» INSTRUÇÕES DA TAREFA: No texto sobre a biografia de Marighella, quantas pessoas o autor entrevistou para escrever o livro?

» TEXTO FORNECIDO:
Marighella

“Marighella, o guerrilheiro que incendiou o mundo” foi o grande vencedor do prêmio Jabuti 2013 na categoria biografia. O livro do jornalista Mário Magalhães, numa edição primorosa da Companhia das Letras, reuniu todos os requisitos para receber o troféu. Merecido, em primeiro lugar pelo perfil fascinante do biografado. Não há dúvida, Marighella é um mulato baiano que seduz e um personagem épico no sentido forte do termo. Mas merecido também porque a obra resultou num artefato de alta qualidade literária, pela prosa envolvente de Mário Magalhães, que, como jornalista, já recebera os prêmios Vladimir Herzog, Dom Helder Câmara, Esso de Jornalismo e o Every Human Hass Rights Media Awards.

Trata-se de uma reportagem objetiva e bem informada, muito bem redigida, revelando o biografado e suas circunstâncias, ancorada num vasto levantamento historiográfico. Para escrever a biografia de Marighella, o autor entrevistou 256 pessoas e pesquisou cerca de seiscentos títulos em 32 arquivos públicos e privados, no país e no estrangeiro. Alinhavou isso tudo em mais de setecentas páginas de tirar o fôlego, costuradas por uma narrativa ágil, que prende o leitor da primeira à última página.

“Marighella” é a vida de um homem que marcou a esquerda brasileira e que, por isso mesmo, se confunde com boa parte da moderna história nacional. Depois de ler o livro, o leitor fica com a sensação de haver visitado episódios decisivos da vida política brasileira que, não obstante sua importância para a compreensão da totalidade do processo histórico, estavam relegados à penumbra. O jornalismo investigativo de Mário Magalhães lança luz sobre esses episódios e, ao iluminá-los, escova a história a contrapelo, bem ao gosto de Walter Benjamin, para quem “nunca houve um monumento da cultura que não fosse também um monumento da barbárie”.

No “Marighella” de Mário Magalhães, o leitor vai cruzar com inúmeras personalidades brasileiras e internacionais que influenciaram a vida política e cultural de seu tempo. Entre esses notáveis estão Gregório Bezerra, Luis Carlos Prestes, Jorge Amado, Graciliano Ramos, Oduvaldo Vianna, Norma Benguel, Jean Paul Sartre, Fidel Castro, Caetano Veloso, Glauber Rocha e tantos outros.

Sobre Marighella e sua organização guerrilheira, a ALN, Caetano Veloso testemunharia: “o heroísmo dos guerrilheiros como única resposta radical à perpetuação da ditadura merecia meu respeito assombrado”.

“Marighella” é uma leitura recomendável para quem aprecia o prazer do texto. Imprescindível a quem quer conhecer a trajetória da esquerda brasileira, é indispensável para se vislumbrar que há uma face oculta na história do Brasil.

Itens de anotação de regiões
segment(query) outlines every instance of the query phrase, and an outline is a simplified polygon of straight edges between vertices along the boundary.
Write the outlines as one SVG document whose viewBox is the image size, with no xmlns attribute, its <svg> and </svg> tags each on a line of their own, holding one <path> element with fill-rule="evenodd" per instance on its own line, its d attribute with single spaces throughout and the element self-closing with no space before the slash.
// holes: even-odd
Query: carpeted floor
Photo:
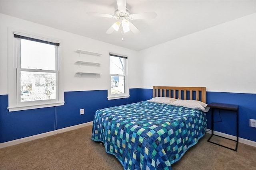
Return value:
<svg viewBox="0 0 256 170">
<path fill-rule="evenodd" d="M 0 149 L 0 170 L 123 169 L 104 145 L 91 140 L 91 131 L 89 126 Z M 209 136 L 206 134 L 172 169 L 256 170 L 256 147 L 239 143 L 235 152 L 207 142 Z M 222 142 L 220 138 L 213 140 Z"/>
</svg>

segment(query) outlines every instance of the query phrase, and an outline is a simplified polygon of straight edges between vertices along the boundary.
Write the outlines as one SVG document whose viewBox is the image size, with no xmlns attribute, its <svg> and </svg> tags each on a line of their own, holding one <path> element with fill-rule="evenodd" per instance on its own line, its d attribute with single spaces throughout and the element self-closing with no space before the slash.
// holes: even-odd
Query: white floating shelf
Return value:
<svg viewBox="0 0 256 170">
<path fill-rule="evenodd" d="M 99 53 L 94 53 L 93 52 L 85 51 L 82 50 L 77 50 L 76 52 L 79 53 L 80 54 L 88 54 L 89 55 L 95 55 L 96 56 L 100 56 L 102 54 L 100 54 Z"/>
<path fill-rule="evenodd" d="M 102 73 L 99 72 L 77 72 L 77 74 L 102 74 Z"/>
<path fill-rule="evenodd" d="M 97 75 L 100 75 L 102 74 L 102 73 L 100 73 L 98 72 L 76 72 L 76 74 L 80 74 L 80 76 L 79 76 L 80 78 L 81 78 L 81 75 L 83 74 L 95 74 L 95 78 L 97 78 L 96 76 Z"/>
<path fill-rule="evenodd" d="M 77 61 L 76 63 L 79 63 L 79 65 L 80 66 L 81 66 L 81 64 L 89 64 L 96 65 L 96 66 L 102 64 L 102 63 L 99 63 L 89 62 L 88 61 Z"/>
</svg>

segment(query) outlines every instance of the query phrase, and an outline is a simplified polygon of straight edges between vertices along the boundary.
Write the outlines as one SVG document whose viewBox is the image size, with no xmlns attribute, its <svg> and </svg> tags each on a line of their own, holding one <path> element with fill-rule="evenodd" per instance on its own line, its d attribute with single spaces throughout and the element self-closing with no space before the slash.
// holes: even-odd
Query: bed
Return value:
<svg viewBox="0 0 256 170">
<path fill-rule="evenodd" d="M 203 104 L 205 109 L 206 91 L 205 87 L 153 86 L 150 100 L 97 110 L 92 139 L 102 142 L 125 170 L 171 170 L 206 128 L 206 110 L 180 102 Z"/>
</svg>

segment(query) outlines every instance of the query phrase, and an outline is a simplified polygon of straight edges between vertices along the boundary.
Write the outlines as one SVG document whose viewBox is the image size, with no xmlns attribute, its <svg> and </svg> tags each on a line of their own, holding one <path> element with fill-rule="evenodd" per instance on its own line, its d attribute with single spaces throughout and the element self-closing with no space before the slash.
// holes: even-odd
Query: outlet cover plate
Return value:
<svg viewBox="0 0 256 170">
<path fill-rule="evenodd" d="M 80 109 L 80 114 L 82 115 L 84 113 L 84 109 Z"/>
<path fill-rule="evenodd" d="M 256 119 L 250 119 L 249 124 L 250 127 L 256 127 Z"/>
</svg>

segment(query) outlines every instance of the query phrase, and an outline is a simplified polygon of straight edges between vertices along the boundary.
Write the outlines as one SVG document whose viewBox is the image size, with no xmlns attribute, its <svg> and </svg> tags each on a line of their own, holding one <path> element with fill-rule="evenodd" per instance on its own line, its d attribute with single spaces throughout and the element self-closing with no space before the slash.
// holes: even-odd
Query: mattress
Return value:
<svg viewBox="0 0 256 170">
<path fill-rule="evenodd" d="M 206 121 L 197 109 L 141 102 L 97 110 L 92 139 L 125 170 L 171 170 L 204 135 Z"/>
</svg>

» RESPOSTA ABAIXO: O autor entrevistou 256 pessoas.